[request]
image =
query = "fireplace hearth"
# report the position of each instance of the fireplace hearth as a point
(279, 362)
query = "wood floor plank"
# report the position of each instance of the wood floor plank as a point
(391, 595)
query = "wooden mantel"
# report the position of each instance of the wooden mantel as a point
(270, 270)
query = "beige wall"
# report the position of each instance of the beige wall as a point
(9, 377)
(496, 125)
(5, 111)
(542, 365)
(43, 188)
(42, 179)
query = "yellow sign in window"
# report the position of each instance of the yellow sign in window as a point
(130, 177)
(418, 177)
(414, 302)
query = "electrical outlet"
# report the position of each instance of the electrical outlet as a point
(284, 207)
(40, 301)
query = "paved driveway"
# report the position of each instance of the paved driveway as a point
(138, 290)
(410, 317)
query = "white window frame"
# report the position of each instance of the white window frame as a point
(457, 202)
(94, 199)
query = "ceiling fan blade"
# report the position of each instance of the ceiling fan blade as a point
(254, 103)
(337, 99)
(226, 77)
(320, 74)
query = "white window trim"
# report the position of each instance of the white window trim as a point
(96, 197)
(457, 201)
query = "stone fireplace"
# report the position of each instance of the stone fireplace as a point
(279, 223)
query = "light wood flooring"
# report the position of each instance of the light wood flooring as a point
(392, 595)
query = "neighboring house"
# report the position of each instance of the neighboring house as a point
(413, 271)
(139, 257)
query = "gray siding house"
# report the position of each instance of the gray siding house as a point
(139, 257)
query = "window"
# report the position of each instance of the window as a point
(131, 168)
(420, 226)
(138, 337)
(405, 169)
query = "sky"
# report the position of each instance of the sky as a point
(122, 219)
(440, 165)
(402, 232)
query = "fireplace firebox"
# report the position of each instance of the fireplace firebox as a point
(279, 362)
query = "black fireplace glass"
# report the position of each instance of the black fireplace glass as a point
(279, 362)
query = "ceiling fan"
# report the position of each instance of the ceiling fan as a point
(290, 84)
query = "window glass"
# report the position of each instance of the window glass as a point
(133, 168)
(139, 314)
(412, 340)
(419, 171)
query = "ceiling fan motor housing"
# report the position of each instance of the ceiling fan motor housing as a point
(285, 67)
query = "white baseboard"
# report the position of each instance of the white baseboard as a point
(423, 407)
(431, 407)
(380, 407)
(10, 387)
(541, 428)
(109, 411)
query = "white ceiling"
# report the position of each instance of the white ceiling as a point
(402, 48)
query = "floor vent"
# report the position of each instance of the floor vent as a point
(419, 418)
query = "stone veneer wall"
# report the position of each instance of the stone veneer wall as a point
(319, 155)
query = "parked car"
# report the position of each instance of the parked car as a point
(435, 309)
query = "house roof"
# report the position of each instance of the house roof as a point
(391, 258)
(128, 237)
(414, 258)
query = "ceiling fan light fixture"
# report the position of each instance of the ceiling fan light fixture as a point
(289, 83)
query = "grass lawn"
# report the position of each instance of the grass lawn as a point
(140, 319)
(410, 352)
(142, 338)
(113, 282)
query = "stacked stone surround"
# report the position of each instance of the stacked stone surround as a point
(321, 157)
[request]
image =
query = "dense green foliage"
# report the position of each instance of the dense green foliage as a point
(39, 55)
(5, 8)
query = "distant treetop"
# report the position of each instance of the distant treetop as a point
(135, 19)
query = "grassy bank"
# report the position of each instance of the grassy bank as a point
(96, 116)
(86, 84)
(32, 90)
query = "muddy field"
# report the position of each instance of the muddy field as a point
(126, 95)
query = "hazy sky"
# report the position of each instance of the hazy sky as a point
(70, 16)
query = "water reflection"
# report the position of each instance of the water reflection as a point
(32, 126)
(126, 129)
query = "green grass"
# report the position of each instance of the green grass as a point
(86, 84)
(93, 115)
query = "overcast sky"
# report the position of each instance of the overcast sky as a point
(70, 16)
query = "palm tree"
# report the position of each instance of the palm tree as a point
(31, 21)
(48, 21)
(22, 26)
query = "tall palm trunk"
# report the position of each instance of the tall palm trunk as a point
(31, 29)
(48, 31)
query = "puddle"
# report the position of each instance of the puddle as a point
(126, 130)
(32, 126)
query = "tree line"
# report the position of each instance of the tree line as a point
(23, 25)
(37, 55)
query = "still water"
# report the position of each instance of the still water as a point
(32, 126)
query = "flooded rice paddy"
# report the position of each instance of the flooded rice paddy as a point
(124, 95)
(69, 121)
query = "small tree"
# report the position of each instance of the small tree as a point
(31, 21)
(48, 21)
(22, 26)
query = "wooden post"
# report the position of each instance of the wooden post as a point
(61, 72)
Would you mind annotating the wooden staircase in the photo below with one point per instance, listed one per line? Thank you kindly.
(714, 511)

### ACTIVITY
Each entry shown above should be copied out exactly.

### WRITTEN RESPONSE
[request]
image =
query = "fireplace hearth"
# report the position of each instance of the fireplace hearth as a point
(279, 362)
query = "wood floor plank"
# report the position of each instance of the wood floor plank as a point
(391, 595)
query = "wooden mantel"
# report the position of each instance of the wooden mantel as a point
(270, 270)
query = "beige wall"
# report the position of each instance of the beige wall as a point
(9, 377)
(496, 125)
(5, 111)
(542, 365)
(43, 188)
(42, 179)
query = "yellow sign in window"
# report the position of each instance of the yellow sign in window as a point
(130, 177)
(418, 177)
(414, 302)
query = "electrical outlet"
# report the position of each instance of the electrical outlet as a point
(284, 207)
(40, 301)
query = "paved driveway"
# report the position of each instance of the paved driveway as a point
(138, 290)
(410, 317)
query = "white window frame"
# report the position of each instance of the white window frame as a point
(457, 202)
(94, 199)
query = "ceiling fan blade"
# report the position of each instance of the ceiling fan blade as a point
(254, 103)
(337, 99)
(226, 77)
(320, 74)
query = "white window trim"
# report the position of each instance of the white window trim as a point
(96, 197)
(457, 201)
query = "stone fireplace"
# report the position of each instance of the stone fireplace as a point
(279, 223)
query = "light wood flooring"
# report the position of each instance of the light wood flooring as a point
(392, 595)
query = "neighboring house"
# report the position of each instance of the neighboring house as a point
(413, 271)
(139, 257)
query = "gray siding house"
# report the position of each instance of the gray siding house as a point
(139, 257)
query = "window"
# report the position of each instance of the window as a point
(131, 168)
(420, 226)
(138, 337)
(405, 169)
query = "sky"
# report the position of each instance of the sky as a point
(122, 219)
(440, 165)
(402, 232)
query = "fireplace firebox"
# report the position of each instance of the fireplace firebox as a point
(279, 362)
query = "black fireplace glass"
# report the position of each instance of the black fireplace glass as a point
(279, 362)
query = "ceiling fan"
# report the position of each instance of the ceiling fan as a point
(290, 84)
query = "window glass"
# report the position of each instance of the window glass as a point
(133, 168)
(139, 314)
(412, 340)
(419, 171)
query = "ceiling fan motor housing"
# report the position of each instance of the ceiling fan motor housing as a point
(285, 67)
query = "white baseboard"
# report the position of each instance of the white baseboard as a point
(423, 407)
(431, 407)
(380, 407)
(10, 387)
(541, 428)
(109, 411)
query = "white ceiling"
# report the position of each instance of the white ceiling as a point
(402, 48)
query = "floor vent"
# report the position of each instance of the floor vent as a point
(419, 418)
query = "stone veneer wall"
# report the position of each instance of the stone veneer wall as a point
(319, 155)
query = "parked car"
# report the position of each instance of the parked car as a point
(435, 309)
query = "house roof"
# report the position of each instance of the house roof as a point
(391, 258)
(128, 237)
(414, 258)
query = "ceiling fan light fixture"
# report the position of each instance of the ceiling fan light fixture as a point
(289, 83)
query = "grass lawn"
# report the position of each instance of the grass lawn as a point
(140, 319)
(410, 352)
(142, 338)
(113, 282)
query = "stacked stone surround"
# report the position of each instance of the stacked stone surround as a point
(321, 157)
[request]
image =
query = "dense green foliage"
# report the position of each instance of the dense green foliage as a point
(39, 55)
(5, 8)
query = "distant treetop"
# report the position of each instance of the distant treetop as a point
(135, 19)
query = "grassy bank"
# report the position of each instance of the grassy bank as a point
(96, 116)
(86, 84)
(32, 90)
query = "muddy field"
# report the position of each instance of the muddy field as a point
(126, 95)
query = "hazy sky"
# report the position of each instance of the hazy sky as a point
(70, 16)
query = "water reflection"
# report the position of each instance of the water reflection as a point
(32, 126)
(126, 129)
query = "green grass"
# report the position of each instance of the green grass as a point
(86, 84)
(93, 115)
query = "overcast sky"
# report the position of each instance of the overcast sky as a point
(70, 16)
query = "palm tree"
# report the position of each instance of the palm tree as a point
(31, 21)
(48, 21)
(22, 26)
query = "tall palm trunk"
# report the position of each instance of the tall palm trunk as a point
(31, 29)
(48, 31)
query = "puddle"
# report the position of each instance of the puddle as a point
(126, 130)
(32, 126)
query = "tree line"
# report the position of each instance of the tree line as a point
(23, 25)
(37, 55)
query = "still water"
# report the position of each instance of the still water as a point
(32, 126)
query = "flooded rice paddy"
# report the position of each instance of the flooded rice paddy as a point
(124, 95)
(69, 121)
query = "small tree"
# report the position of each instance of the small tree as a point
(31, 21)
(48, 21)
(22, 26)
query = "wooden post"
# report the position of each instance of the wooden post as a point
(61, 72)
Would you mind annotating the wooden staircase in the photo below with one point per instance, listed one per line? Thank you kindly.
(714, 511)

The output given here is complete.